SUPPLIED INFORMATION:
--- --- ---

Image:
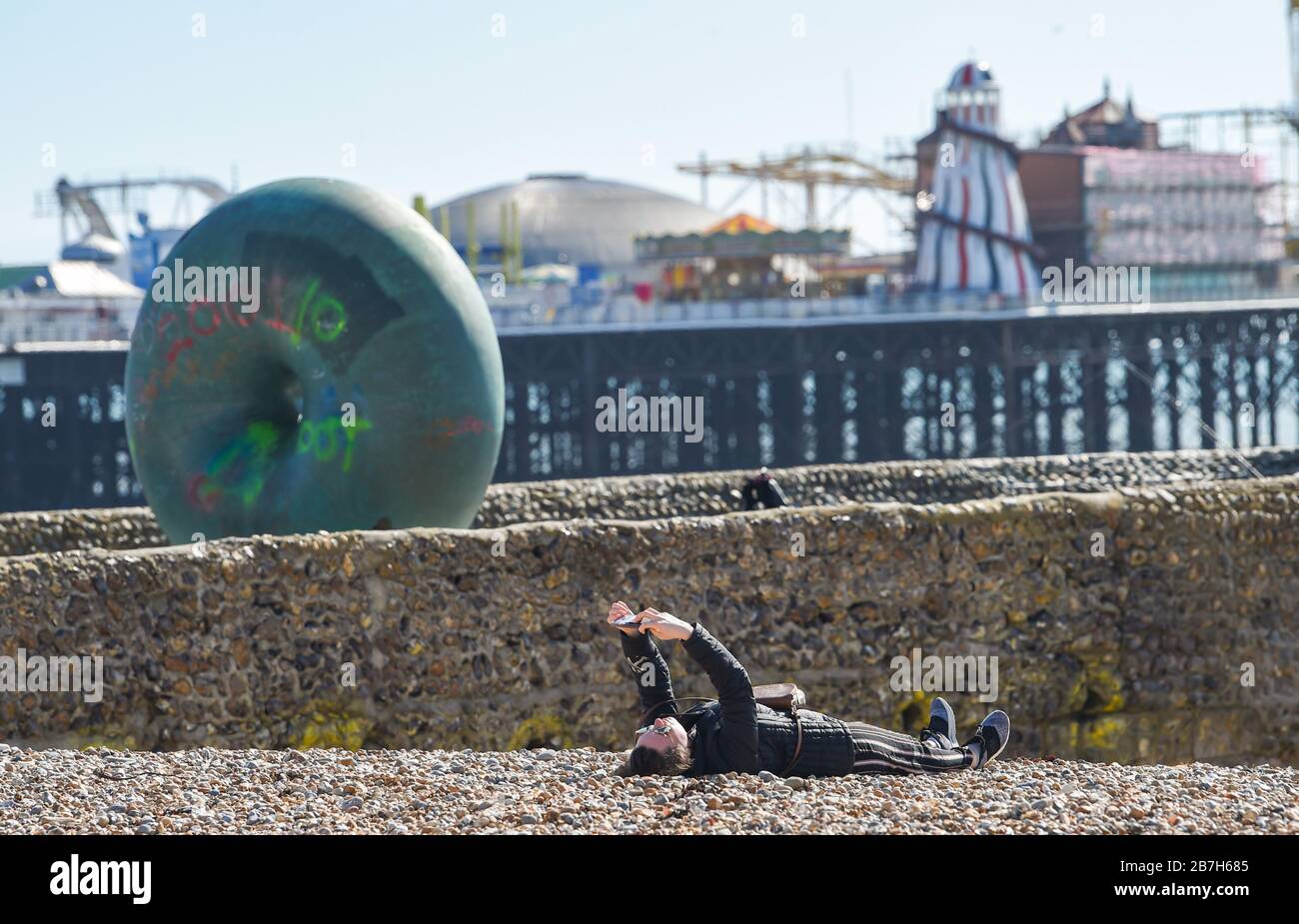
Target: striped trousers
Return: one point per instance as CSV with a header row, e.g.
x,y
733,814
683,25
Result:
x,y
877,750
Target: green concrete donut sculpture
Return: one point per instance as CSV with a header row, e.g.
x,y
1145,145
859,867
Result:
x,y
312,356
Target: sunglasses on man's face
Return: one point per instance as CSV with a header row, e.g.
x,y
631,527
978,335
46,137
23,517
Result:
x,y
663,731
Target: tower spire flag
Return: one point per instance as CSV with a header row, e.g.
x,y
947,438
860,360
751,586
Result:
x,y
974,237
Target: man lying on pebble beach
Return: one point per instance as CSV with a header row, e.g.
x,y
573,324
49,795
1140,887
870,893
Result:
x,y
738,733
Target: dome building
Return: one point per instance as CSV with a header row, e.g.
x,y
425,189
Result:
x,y
568,218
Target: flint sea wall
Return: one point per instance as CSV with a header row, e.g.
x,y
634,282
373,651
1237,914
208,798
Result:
x,y
1143,619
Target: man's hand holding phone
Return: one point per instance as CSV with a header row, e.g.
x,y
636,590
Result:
x,y
658,624
623,616
663,625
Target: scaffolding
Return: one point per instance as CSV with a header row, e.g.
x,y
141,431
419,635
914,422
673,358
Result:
x,y
839,170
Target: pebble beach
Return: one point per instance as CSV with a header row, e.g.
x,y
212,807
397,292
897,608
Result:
x,y
408,792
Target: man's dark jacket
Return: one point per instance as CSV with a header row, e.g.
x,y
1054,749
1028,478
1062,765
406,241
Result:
x,y
734,732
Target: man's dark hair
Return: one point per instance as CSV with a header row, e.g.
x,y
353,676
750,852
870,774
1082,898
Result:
x,y
653,762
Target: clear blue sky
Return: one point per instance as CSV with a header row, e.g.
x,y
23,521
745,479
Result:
x,y
436,104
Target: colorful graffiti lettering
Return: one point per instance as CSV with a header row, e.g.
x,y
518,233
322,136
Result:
x,y
321,439
241,467
319,315
447,429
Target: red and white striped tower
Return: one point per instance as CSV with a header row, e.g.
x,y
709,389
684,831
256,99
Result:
x,y
974,237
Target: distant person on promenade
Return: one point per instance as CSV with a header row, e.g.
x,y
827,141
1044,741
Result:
x,y
762,492
738,733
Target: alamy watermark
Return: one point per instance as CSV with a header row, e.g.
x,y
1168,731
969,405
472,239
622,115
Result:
x,y
211,285
656,415
949,673
57,673
1095,285
76,876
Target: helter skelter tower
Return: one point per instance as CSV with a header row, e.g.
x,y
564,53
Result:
x,y
974,235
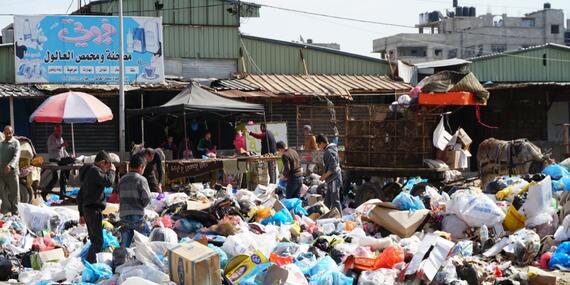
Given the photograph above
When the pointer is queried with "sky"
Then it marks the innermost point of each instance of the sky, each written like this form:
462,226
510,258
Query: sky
352,36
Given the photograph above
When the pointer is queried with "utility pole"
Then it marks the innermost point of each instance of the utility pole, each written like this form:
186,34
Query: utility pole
121,86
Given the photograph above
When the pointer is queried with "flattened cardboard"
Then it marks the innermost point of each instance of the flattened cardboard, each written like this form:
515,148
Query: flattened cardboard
312,199
401,223
194,264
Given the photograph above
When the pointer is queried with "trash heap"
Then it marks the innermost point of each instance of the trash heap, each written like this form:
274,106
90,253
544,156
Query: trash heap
512,232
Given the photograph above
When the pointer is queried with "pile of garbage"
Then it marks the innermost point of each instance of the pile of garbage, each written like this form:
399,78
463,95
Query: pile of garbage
511,232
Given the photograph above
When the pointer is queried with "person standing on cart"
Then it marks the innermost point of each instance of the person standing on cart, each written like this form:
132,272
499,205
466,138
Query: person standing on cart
332,176
56,151
268,146
9,171
153,162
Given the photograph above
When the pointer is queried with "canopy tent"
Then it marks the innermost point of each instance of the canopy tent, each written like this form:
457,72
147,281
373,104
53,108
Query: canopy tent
195,99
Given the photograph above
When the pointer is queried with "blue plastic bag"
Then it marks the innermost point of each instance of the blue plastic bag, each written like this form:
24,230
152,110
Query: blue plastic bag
257,275
95,272
555,171
323,265
109,241
295,205
221,253
331,278
283,217
561,257
405,201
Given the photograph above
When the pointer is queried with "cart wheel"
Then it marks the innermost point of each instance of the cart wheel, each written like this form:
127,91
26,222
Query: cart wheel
26,193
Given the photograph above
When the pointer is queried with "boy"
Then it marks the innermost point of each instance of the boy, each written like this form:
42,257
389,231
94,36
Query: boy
91,199
134,196
332,175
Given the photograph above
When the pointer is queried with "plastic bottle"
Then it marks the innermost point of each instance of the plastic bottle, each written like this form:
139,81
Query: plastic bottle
484,234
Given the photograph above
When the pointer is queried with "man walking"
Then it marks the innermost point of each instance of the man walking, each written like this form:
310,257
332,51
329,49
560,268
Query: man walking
268,146
9,171
134,196
332,175
56,151
292,170
91,199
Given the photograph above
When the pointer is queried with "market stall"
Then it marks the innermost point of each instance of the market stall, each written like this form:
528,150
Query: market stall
196,101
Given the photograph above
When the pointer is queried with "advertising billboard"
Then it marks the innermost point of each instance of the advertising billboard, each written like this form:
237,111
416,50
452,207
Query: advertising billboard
85,49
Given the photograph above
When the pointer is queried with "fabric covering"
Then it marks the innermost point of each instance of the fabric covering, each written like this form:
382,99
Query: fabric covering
194,99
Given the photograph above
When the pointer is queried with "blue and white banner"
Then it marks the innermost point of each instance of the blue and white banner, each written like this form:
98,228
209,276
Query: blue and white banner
85,49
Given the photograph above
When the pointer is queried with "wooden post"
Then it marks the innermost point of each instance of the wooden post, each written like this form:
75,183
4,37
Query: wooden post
12,122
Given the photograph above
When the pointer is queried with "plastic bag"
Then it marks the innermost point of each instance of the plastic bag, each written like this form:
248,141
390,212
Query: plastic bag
282,217
405,201
331,278
221,253
556,171
295,205
36,218
561,257
95,272
537,207
475,209
163,234
381,276
257,275
143,271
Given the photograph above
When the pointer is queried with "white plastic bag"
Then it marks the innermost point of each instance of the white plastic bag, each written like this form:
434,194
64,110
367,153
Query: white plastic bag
475,208
537,207
440,136
378,277
36,218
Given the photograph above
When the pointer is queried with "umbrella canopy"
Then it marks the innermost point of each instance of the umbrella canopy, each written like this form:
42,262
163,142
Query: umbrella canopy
72,107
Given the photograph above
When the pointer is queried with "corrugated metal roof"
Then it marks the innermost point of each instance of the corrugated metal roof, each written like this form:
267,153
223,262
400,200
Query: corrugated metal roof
442,63
13,90
520,50
499,86
315,85
169,85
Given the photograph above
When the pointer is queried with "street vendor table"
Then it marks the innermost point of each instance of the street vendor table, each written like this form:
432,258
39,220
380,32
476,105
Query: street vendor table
176,169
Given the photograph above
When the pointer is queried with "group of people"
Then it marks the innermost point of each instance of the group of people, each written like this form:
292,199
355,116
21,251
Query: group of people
134,190
292,172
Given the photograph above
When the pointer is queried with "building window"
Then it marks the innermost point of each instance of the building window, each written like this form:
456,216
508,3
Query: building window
438,52
498,48
452,53
528,23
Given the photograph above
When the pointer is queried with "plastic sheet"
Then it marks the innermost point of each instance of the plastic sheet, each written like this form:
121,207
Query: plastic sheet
475,209
96,272
405,201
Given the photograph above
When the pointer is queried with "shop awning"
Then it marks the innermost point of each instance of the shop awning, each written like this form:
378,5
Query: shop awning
310,85
194,99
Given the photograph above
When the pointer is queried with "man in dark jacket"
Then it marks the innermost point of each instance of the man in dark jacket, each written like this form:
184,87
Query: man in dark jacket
332,175
91,199
292,170
268,146
134,196
153,162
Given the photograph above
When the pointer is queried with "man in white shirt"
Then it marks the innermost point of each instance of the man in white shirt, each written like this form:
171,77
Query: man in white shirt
56,151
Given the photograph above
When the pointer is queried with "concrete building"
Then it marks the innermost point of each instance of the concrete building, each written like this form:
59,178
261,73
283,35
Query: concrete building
462,34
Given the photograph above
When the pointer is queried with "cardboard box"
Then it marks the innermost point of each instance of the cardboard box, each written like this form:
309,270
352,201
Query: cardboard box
241,265
194,264
39,259
401,223
450,157
312,199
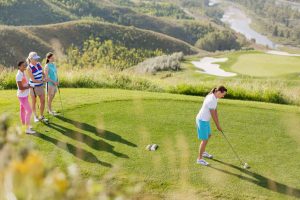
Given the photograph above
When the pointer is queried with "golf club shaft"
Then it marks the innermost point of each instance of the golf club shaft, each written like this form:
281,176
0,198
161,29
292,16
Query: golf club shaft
232,148
60,100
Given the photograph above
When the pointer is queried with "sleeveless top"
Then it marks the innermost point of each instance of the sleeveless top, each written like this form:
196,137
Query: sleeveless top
52,73
37,72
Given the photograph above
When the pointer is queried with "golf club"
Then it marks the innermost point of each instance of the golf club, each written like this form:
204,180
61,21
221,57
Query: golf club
60,101
244,165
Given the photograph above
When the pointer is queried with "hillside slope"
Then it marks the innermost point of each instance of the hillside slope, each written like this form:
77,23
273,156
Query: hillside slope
16,42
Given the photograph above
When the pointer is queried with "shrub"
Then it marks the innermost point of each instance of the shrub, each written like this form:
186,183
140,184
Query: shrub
160,63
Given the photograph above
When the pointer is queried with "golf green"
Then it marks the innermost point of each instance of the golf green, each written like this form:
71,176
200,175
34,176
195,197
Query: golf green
266,65
103,129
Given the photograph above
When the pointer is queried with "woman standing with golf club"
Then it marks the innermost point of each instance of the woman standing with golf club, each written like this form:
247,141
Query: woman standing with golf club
36,82
208,110
23,92
51,76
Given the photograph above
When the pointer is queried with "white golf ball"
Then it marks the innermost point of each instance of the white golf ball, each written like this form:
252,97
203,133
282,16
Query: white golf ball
154,147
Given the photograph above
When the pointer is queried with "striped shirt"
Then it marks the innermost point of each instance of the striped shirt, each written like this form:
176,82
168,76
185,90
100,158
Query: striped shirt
37,73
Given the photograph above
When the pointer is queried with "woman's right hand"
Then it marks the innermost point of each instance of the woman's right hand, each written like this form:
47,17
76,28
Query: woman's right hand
219,128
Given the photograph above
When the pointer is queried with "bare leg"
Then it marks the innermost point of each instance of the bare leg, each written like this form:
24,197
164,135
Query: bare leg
202,147
33,103
42,101
51,95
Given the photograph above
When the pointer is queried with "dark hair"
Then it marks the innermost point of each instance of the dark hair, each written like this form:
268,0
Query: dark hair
20,63
48,56
221,88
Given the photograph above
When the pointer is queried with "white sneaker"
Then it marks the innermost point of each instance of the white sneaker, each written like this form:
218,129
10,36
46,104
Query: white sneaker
53,113
43,119
207,155
30,131
36,119
202,162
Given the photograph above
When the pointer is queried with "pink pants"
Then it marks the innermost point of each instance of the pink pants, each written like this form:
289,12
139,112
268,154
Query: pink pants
25,110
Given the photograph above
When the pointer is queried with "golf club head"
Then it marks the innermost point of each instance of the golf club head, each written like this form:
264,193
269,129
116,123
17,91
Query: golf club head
246,166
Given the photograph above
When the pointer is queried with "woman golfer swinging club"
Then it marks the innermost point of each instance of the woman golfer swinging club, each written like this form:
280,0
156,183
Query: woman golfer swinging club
208,110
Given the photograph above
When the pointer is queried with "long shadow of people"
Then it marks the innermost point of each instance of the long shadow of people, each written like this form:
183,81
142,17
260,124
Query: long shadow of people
99,132
260,180
99,145
76,151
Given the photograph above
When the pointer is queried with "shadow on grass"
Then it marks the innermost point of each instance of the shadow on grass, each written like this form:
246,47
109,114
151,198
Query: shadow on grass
99,145
260,180
99,132
76,151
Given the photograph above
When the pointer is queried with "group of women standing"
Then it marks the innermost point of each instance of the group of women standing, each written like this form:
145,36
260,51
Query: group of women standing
39,78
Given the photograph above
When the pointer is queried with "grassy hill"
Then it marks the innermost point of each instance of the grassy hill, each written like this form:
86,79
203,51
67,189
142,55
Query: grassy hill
53,11
59,37
110,128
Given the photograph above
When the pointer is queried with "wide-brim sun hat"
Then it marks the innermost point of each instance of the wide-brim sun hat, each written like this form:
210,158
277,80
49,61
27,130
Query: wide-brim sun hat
34,56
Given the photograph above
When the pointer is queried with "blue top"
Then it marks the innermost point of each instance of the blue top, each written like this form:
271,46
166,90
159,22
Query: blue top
37,73
52,73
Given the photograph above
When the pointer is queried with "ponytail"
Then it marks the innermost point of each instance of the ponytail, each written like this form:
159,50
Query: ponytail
28,61
48,56
221,88
213,91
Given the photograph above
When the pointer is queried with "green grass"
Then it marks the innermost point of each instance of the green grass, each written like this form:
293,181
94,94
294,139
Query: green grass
265,65
105,128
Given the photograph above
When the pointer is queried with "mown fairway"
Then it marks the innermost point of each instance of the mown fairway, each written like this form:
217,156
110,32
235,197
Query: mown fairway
103,129
266,65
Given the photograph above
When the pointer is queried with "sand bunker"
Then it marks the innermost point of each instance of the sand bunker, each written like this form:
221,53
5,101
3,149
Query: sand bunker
207,64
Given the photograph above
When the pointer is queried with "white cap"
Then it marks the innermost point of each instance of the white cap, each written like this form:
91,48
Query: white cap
33,55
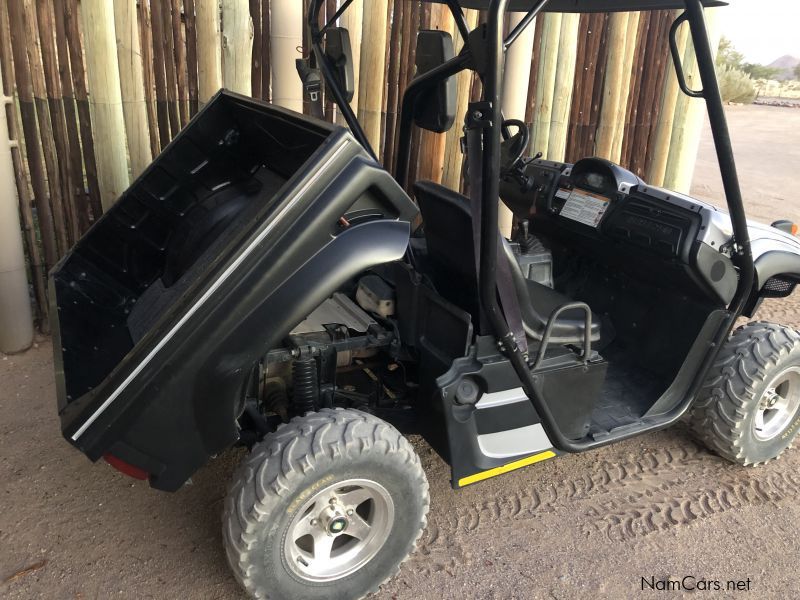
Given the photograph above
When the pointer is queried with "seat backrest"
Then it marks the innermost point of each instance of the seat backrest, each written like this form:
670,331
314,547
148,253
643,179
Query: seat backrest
448,232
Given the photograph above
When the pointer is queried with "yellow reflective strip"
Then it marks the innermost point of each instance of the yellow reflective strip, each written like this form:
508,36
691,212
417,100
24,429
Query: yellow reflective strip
517,464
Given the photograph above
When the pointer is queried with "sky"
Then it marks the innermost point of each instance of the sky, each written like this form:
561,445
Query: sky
763,30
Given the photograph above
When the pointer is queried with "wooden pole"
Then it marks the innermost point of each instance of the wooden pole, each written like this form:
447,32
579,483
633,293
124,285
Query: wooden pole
286,35
579,91
191,54
588,137
642,47
373,63
16,321
30,131
563,87
432,145
255,73
632,52
660,148
37,270
331,108
237,46
352,20
689,114
518,70
106,99
652,121
168,42
515,92
81,199
55,103
134,107
75,44
148,75
209,44
46,134
163,107
546,81
453,158
266,62
393,82
533,75
613,107
179,44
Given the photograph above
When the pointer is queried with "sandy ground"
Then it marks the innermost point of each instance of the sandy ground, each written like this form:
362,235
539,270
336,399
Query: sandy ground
590,525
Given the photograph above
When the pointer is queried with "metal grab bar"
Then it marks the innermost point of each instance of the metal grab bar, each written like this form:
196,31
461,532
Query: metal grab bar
548,330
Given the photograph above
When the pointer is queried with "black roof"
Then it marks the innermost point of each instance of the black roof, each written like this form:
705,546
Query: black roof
587,5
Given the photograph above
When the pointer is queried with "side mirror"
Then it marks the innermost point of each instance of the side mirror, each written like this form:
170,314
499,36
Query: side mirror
435,109
338,51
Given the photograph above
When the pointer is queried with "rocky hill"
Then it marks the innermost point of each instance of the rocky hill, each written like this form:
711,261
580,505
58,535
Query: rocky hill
786,64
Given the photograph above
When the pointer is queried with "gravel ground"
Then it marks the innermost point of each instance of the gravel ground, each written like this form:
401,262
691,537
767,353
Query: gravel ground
590,525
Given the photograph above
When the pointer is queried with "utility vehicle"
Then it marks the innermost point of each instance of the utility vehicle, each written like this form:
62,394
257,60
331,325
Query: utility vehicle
262,284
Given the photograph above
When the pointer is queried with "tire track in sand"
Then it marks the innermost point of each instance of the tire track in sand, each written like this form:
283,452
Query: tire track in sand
621,500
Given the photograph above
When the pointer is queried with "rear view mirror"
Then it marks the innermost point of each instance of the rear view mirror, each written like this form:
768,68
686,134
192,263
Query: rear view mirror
338,51
435,109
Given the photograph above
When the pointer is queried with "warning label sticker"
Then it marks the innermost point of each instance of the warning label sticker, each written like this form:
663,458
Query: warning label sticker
585,207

--- --- ---

WHAT THE EXERCISE ASKS:
Across the records above, tally the lines that contain "beach" and give the result as a number alone.

ANSWER SECTION:
2